▸ SET TASK
Extract each line of the listing below that contains the word "gull", and copy every such line in full.

*** SUPPLIED DATA

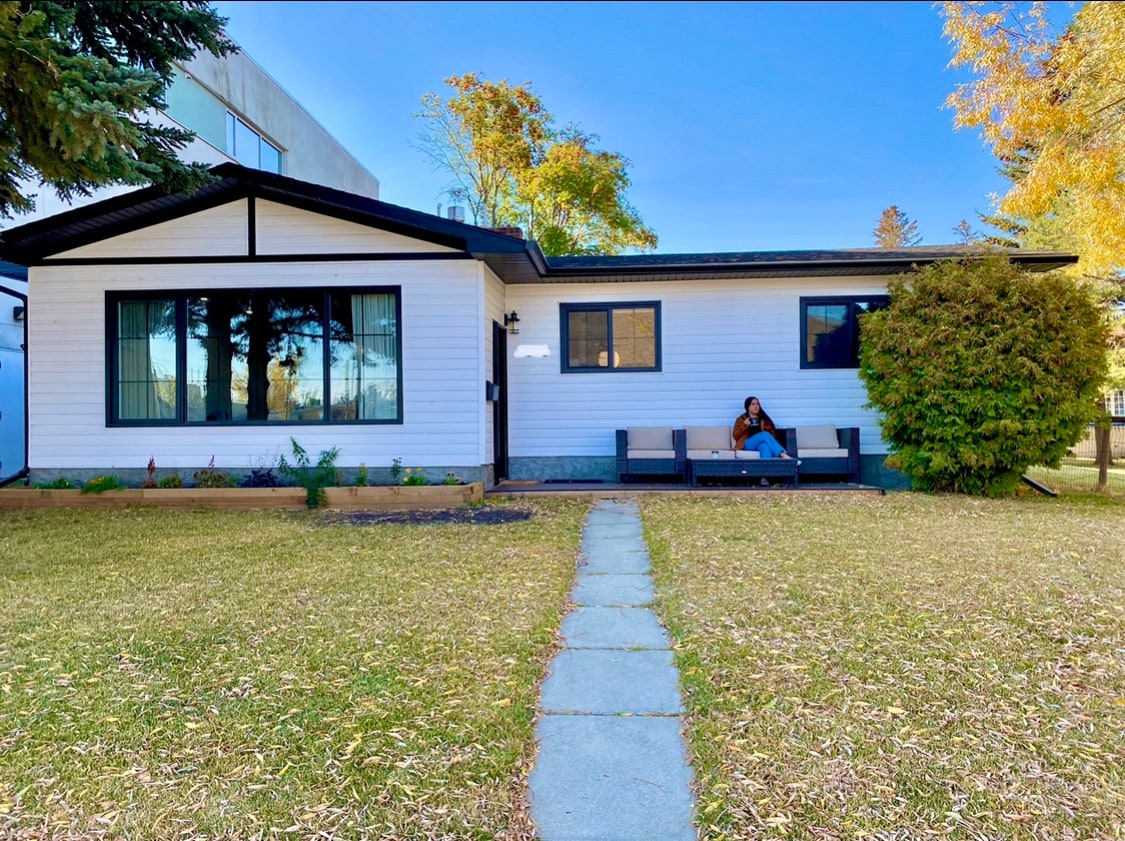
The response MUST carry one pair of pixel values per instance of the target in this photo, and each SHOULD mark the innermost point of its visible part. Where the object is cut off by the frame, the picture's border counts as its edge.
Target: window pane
(255, 356)
(270, 157)
(635, 337)
(828, 334)
(146, 360)
(365, 356)
(246, 145)
(588, 338)
(231, 120)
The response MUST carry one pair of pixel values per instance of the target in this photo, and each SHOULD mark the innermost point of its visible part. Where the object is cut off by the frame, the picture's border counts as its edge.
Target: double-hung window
(610, 336)
(830, 328)
(254, 355)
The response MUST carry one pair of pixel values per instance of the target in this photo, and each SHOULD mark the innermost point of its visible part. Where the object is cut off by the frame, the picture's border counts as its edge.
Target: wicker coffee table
(741, 469)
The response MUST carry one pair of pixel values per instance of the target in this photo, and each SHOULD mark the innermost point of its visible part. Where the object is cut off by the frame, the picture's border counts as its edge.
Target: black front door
(500, 406)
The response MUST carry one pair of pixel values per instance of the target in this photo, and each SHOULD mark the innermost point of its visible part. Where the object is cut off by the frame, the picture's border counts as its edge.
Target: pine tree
(78, 80)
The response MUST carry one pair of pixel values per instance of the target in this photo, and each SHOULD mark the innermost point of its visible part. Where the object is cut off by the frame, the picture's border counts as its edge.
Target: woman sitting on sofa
(755, 431)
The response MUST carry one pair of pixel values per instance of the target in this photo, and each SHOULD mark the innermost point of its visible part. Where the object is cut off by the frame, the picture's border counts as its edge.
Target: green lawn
(263, 675)
(899, 667)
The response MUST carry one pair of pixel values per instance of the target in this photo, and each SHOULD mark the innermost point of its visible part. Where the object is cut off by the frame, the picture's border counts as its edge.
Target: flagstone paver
(612, 763)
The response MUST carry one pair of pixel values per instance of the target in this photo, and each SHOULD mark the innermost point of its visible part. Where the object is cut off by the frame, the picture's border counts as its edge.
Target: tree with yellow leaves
(515, 169)
(1052, 108)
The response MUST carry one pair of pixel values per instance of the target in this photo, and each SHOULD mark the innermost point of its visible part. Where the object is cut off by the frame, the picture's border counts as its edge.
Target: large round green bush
(980, 370)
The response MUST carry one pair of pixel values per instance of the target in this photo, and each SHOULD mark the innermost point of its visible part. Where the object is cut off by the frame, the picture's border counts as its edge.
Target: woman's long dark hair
(762, 413)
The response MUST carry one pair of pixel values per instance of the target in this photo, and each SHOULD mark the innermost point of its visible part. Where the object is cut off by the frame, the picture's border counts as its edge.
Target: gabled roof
(514, 260)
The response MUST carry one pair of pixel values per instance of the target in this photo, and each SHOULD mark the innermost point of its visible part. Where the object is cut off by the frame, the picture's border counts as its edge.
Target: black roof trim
(34, 242)
(512, 259)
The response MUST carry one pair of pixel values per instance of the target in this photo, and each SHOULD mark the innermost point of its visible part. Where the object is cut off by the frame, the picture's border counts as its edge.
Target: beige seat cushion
(649, 437)
(812, 452)
(709, 437)
(817, 437)
(650, 453)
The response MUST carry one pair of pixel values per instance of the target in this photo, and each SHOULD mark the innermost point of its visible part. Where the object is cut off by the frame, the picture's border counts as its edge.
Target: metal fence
(1079, 469)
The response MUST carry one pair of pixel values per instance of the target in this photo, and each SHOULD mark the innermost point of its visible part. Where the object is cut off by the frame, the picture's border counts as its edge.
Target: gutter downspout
(26, 470)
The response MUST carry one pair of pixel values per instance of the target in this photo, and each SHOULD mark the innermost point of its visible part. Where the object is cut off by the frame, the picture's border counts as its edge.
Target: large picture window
(830, 329)
(611, 336)
(262, 355)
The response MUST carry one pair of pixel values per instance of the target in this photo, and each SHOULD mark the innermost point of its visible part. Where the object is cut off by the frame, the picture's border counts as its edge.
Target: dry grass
(266, 675)
(899, 667)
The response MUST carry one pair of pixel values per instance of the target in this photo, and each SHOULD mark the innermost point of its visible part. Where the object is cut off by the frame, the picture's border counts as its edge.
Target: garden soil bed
(369, 498)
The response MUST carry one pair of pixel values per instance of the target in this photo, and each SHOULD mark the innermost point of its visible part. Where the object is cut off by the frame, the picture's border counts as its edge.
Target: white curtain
(136, 378)
(375, 335)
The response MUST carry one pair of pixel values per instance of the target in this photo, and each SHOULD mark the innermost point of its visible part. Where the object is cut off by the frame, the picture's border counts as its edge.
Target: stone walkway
(612, 765)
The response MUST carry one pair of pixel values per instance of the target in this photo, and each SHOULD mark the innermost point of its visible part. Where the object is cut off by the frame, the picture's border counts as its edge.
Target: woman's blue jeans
(765, 444)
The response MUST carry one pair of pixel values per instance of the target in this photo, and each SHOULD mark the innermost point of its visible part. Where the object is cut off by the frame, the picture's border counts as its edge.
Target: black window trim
(180, 296)
(566, 309)
(821, 300)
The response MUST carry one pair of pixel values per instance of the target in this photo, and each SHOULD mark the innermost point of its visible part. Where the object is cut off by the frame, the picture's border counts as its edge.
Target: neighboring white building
(223, 325)
(239, 114)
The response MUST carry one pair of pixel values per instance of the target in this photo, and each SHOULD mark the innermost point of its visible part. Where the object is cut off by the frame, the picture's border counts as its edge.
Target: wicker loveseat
(650, 452)
(826, 451)
(710, 454)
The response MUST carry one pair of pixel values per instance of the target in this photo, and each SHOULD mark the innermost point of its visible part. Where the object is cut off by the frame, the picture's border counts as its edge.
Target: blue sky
(749, 126)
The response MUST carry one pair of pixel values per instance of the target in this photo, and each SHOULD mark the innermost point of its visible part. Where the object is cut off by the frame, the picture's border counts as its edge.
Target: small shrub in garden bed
(99, 484)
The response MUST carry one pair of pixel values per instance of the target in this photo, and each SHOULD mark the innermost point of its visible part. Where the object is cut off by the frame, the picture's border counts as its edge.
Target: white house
(264, 308)
(239, 114)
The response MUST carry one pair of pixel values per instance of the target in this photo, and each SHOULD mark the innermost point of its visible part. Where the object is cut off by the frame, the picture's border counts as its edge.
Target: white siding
(217, 232)
(721, 341)
(284, 229)
(442, 390)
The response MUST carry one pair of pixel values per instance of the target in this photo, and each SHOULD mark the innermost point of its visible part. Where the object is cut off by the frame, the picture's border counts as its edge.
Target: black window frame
(566, 309)
(180, 297)
(852, 301)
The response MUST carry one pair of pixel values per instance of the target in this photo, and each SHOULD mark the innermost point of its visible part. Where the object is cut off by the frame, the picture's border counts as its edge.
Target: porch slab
(613, 627)
(603, 778)
(613, 590)
(612, 683)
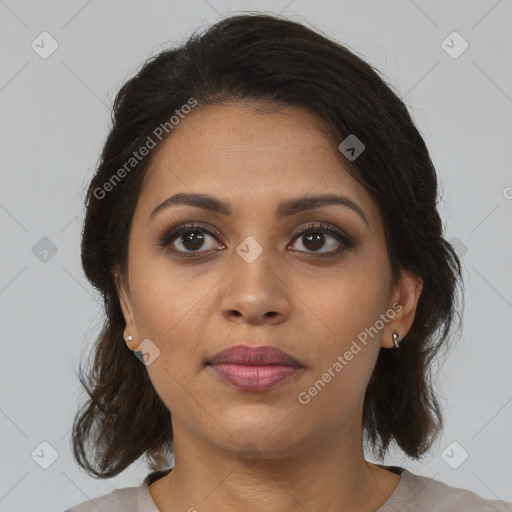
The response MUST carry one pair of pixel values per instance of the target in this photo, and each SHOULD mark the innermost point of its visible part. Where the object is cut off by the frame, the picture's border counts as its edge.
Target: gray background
(55, 115)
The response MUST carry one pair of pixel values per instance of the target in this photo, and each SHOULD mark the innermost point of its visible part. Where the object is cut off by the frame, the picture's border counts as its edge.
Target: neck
(331, 474)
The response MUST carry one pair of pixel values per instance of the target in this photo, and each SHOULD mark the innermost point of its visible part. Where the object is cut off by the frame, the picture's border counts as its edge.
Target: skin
(309, 457)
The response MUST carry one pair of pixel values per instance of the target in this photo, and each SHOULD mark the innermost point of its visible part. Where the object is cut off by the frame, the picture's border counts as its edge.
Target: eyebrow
(284, 209)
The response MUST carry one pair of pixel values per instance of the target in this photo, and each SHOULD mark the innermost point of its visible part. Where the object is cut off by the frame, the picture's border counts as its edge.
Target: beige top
(414, 493)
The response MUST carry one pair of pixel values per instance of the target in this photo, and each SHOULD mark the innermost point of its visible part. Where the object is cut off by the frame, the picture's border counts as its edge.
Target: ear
(404, 303)
(123, 292)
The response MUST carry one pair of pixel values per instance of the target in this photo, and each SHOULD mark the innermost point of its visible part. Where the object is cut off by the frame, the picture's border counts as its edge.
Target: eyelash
(322, 227)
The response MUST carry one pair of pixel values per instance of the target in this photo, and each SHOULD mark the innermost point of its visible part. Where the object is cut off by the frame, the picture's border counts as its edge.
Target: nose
(254, 291)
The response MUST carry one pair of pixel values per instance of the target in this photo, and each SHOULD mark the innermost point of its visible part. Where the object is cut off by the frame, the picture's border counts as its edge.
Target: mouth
(254, 369)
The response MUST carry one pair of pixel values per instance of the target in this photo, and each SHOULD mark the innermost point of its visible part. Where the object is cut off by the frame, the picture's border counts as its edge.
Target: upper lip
(254, 356)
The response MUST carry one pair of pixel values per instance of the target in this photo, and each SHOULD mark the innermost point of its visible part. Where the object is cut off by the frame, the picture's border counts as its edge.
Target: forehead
(250, 159)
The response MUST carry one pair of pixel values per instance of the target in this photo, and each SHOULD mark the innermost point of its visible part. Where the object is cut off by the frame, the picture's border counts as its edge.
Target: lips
(254, 369)
(254, 356)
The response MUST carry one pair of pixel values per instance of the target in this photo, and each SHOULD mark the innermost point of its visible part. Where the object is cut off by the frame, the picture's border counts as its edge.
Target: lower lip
(255, 378)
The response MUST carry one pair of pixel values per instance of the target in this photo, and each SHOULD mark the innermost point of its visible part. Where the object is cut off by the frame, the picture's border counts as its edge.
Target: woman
(263, 229)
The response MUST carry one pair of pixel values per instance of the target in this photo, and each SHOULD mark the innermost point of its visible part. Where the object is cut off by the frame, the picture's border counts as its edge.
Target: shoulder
(421, 493)
(118, 500)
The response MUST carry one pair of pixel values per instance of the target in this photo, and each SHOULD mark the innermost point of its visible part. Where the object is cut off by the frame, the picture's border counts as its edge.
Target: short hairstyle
(267, 60)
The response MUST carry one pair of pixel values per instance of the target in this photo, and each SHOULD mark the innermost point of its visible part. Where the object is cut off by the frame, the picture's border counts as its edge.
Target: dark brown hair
(269, 60)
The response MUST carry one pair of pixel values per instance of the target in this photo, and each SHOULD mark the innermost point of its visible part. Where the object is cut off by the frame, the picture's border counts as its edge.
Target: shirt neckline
(145, 502)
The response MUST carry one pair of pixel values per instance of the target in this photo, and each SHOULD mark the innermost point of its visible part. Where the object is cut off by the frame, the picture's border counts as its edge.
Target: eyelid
(332, 230)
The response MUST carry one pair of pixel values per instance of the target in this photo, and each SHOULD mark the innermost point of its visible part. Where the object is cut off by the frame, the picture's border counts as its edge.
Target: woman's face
(245, 278)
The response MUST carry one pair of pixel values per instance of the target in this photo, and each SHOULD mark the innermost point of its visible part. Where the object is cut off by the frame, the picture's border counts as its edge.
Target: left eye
(192, 238)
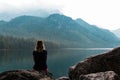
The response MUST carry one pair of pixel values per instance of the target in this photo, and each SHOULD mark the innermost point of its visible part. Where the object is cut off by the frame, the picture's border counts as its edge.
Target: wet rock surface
(108, 75)
(109, 61)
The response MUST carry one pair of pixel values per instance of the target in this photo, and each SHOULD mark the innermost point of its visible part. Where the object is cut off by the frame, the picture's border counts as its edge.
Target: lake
(59, 60)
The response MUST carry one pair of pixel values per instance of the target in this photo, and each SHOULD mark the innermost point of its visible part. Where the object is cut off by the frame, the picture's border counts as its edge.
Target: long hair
(39, 46)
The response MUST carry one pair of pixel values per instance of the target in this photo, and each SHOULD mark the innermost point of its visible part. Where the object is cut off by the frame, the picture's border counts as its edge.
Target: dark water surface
(58, 61)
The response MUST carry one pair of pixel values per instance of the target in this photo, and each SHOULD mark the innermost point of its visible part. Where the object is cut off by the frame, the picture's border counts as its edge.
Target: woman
(40, 57)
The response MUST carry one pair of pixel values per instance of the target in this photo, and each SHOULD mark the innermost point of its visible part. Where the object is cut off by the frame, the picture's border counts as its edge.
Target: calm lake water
(58, 61)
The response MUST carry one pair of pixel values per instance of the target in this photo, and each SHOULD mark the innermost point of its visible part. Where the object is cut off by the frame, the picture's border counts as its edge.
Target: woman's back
(40, 58)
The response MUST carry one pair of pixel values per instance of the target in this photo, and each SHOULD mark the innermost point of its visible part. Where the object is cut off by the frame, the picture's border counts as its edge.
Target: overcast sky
(103, 13)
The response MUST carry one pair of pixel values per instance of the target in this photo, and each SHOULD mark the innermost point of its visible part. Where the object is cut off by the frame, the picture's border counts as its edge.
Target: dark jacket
(40, 59)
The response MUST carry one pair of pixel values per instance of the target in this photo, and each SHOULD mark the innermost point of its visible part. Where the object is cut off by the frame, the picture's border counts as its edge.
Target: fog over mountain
(59, 29)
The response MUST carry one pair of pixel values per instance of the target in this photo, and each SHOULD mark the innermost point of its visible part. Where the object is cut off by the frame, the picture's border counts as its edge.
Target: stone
(108, 61)
(108, 75)
(63, 78)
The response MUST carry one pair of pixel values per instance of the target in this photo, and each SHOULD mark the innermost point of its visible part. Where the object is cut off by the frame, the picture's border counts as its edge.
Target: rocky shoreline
(104, 66)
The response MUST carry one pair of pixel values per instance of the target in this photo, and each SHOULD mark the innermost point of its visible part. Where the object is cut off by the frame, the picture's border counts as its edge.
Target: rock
(109, 61)
(25, 75)
(63, 78)
(108, 75)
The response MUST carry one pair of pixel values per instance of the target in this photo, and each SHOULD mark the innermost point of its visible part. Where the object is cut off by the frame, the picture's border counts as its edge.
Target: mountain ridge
(60, 29)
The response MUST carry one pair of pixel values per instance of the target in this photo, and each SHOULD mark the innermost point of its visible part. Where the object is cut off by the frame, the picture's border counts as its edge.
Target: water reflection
(58, 60)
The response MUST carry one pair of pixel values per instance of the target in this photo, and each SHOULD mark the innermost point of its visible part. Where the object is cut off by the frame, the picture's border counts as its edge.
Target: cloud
(12, 8)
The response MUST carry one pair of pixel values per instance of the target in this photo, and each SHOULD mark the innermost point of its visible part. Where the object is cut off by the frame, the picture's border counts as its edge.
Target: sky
(103, 13)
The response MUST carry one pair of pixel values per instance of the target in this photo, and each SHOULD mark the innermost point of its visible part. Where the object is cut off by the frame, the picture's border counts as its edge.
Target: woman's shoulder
(34, 52)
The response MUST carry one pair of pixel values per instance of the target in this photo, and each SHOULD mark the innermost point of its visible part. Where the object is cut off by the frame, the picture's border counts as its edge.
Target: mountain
(117, 32)
(61, 30)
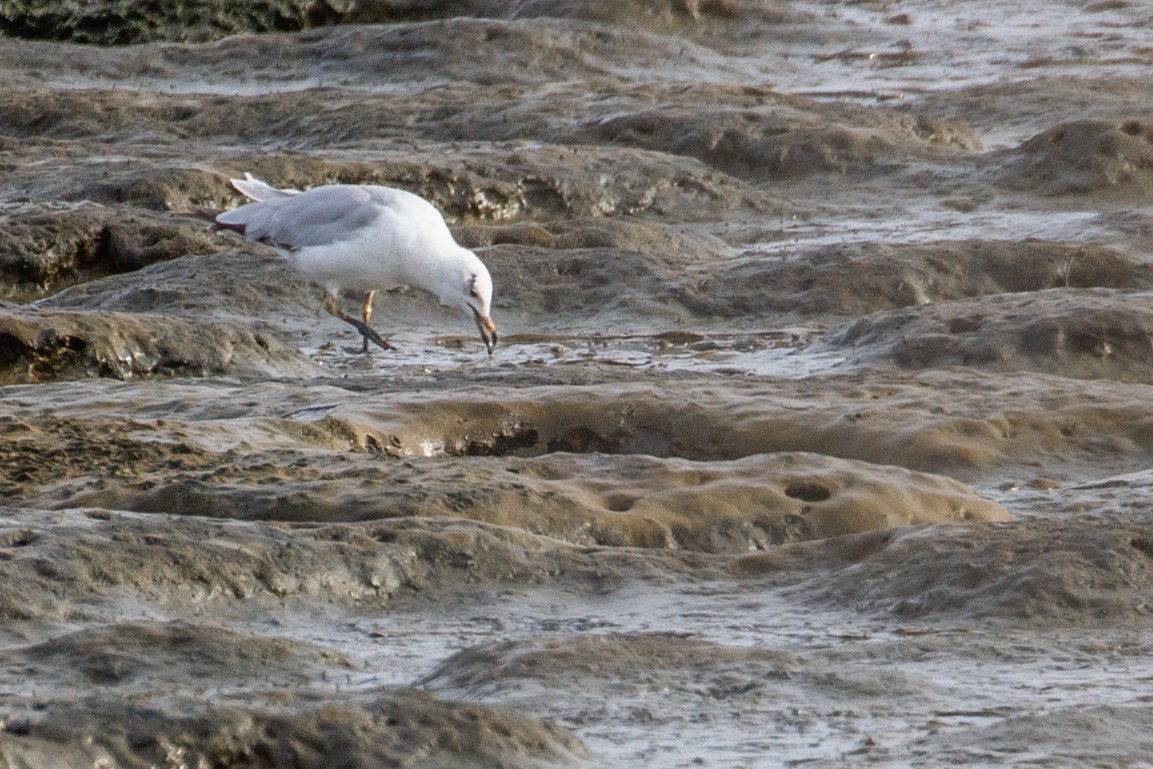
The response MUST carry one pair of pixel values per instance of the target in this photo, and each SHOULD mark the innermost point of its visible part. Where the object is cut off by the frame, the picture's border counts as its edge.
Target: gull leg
(368, 315)
(367, 332)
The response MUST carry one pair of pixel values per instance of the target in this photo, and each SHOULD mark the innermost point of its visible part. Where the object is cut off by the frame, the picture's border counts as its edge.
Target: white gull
(366, 238)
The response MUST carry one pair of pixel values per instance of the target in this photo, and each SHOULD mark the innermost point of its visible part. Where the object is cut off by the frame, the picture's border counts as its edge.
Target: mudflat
(819, 435)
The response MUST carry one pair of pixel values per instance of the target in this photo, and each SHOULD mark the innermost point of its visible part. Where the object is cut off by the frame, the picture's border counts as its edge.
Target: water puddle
(778, 354)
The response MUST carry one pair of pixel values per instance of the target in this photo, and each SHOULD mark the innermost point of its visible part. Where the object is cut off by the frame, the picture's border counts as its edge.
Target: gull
(366, 238)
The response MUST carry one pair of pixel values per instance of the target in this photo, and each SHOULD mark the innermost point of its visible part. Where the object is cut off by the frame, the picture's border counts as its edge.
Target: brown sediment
(823, 381)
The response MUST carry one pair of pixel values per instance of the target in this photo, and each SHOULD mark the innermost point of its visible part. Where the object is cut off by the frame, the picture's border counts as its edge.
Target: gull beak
(488, 330)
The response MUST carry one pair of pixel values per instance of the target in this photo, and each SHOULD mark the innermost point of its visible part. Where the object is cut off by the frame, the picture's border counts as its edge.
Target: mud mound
(1103, 157)
(1035, 573)
(1077, 333)
(783, 142)
(84, 564)
(402, 728)
(615, 656)
(106, 22)
(857, 279)
(604, 500)
(129, 653)
(43, 249)
(620, 234)
(51, 345)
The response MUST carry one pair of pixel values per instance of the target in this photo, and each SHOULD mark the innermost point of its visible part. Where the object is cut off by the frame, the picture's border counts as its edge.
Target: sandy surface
(819, 434)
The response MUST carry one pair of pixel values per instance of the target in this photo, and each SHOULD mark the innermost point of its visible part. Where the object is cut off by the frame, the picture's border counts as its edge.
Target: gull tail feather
(257, 190)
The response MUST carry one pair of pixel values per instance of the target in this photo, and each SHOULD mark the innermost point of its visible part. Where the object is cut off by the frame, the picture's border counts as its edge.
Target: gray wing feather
(317, 217)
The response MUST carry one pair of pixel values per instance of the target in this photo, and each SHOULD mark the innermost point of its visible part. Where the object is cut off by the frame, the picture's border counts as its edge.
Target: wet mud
(819, 434)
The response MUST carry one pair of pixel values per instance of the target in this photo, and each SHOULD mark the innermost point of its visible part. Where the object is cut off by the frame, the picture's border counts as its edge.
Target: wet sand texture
(819, 434)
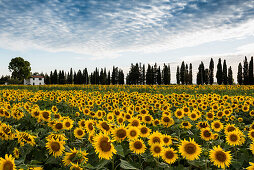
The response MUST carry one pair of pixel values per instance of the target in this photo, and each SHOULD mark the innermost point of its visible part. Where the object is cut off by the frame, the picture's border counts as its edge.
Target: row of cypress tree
(154, 74)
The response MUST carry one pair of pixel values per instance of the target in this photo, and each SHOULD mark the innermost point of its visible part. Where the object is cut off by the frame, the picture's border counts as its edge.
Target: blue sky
(100, 33)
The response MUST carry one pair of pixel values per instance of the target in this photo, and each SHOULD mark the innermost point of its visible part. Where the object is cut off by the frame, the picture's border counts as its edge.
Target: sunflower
(251, 134)
(202, 124)
(58, 126)
(79, 133)
(252, 147)
(186, 125)
(55, 147)
(233, 138)
(155, 137)
(120, 133)
(89, 125)
(75, 156)
(179, 113)
(206, 134)
(7, 163)
(16, 152)
(137, 146)
(167, 140)
(133, 132)
(217, 125)
(103, 146)
(135, 122)
(251, 167)
(190, 149)
(167, 121)
(103, 125)
(169, 155)
(144, 131)
(75, 166)
(156, 150)
(229, 128)
(68, 124)
(219, 157)
(45, 115)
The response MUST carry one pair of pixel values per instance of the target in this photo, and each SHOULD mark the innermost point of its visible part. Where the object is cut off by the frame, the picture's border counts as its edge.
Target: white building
(34, 80)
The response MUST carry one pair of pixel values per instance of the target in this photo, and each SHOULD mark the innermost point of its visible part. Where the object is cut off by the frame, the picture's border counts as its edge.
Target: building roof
(36, 76)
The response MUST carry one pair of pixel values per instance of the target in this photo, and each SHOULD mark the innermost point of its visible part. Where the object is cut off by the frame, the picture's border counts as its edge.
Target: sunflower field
(127, 127)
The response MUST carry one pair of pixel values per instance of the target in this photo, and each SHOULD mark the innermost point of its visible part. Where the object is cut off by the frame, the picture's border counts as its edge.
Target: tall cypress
(178, 75)
(245, 72)
(211, 69)
(219, 72)
(182, 73)
(224, 73)
(190, 74)
(251, 78)
(240, 74)
(230, 76)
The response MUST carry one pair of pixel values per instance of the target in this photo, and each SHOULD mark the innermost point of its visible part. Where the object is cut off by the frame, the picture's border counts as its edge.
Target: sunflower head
(219, 157)
(190, 149)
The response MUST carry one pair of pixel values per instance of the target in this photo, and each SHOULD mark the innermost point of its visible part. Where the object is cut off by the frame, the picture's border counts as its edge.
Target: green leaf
(126, 165)
(119, 150)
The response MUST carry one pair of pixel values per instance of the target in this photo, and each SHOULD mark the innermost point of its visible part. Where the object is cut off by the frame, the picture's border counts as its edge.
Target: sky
(78, 34)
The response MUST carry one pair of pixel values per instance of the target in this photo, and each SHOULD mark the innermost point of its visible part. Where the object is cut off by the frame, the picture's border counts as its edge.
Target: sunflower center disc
(138, 145)
(105, 145)
(190, 148)
(220, 156)
(55, 146)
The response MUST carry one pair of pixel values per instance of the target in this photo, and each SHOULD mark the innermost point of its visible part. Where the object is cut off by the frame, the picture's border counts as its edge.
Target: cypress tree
(230, 76)
(240, 74)
(206, 76)
(251, 78)
(186, 75)
(190, 74)
(224, 73)
(211, 69)
(182, 73)
(178, 75)
(245, 72)
(158, 76)
(219, 72)
(169, 75)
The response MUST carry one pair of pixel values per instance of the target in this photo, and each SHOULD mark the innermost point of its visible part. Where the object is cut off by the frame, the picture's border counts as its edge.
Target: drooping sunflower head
(190, 149)
(144, 131)
(104, 126)
(79, 133)
(186, 125)
(55, 147)
(120, 133)
(68, 124)
(16, 152)
(217, 126)
(103, 146)
(169, 155)
(155, 137)
(137, 146)
(133, 132)
(251, 134)
(233, 138)
(206, 134)
(219, 157)
(167, 140)
(156, 150)
(7, 163)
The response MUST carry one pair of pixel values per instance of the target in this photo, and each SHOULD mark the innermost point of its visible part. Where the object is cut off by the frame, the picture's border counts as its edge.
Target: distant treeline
(152, 74)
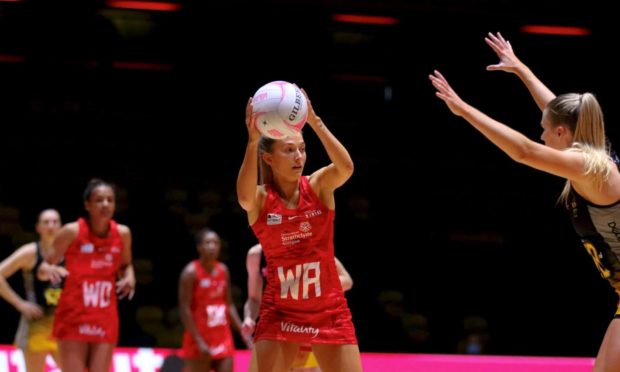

******

▸ CORRECT OUTPUT
Target: gull leg
Target: white gull
Target: gull
Target: gull beak
Target: gull tail feather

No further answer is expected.